▸ **STATED PROBLEM**: Print every one of the entries below verbatim, leaving out the pictures.

....

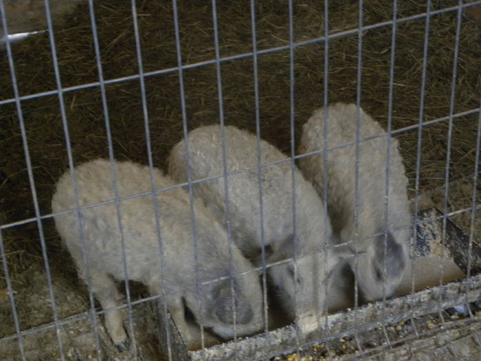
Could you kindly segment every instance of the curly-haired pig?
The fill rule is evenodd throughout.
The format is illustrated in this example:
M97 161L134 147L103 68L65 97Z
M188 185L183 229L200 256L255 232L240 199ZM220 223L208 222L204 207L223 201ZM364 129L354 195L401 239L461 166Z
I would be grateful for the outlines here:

....

▸ **EXERCISE SOLUTION**:
Could you kindly segment every instance of the curly-haired pig?
The fill rule is evenodd throughout.
The format is illustrated in this example:
M97 161L134 147L103 68L65 97Z
M188 185L183 229L200 256L255 232L240 199ZM220 223L208 222L204 207L223 201ZM364 129L354 195L401 239L461 166Z
I would be grateful for the outlines here:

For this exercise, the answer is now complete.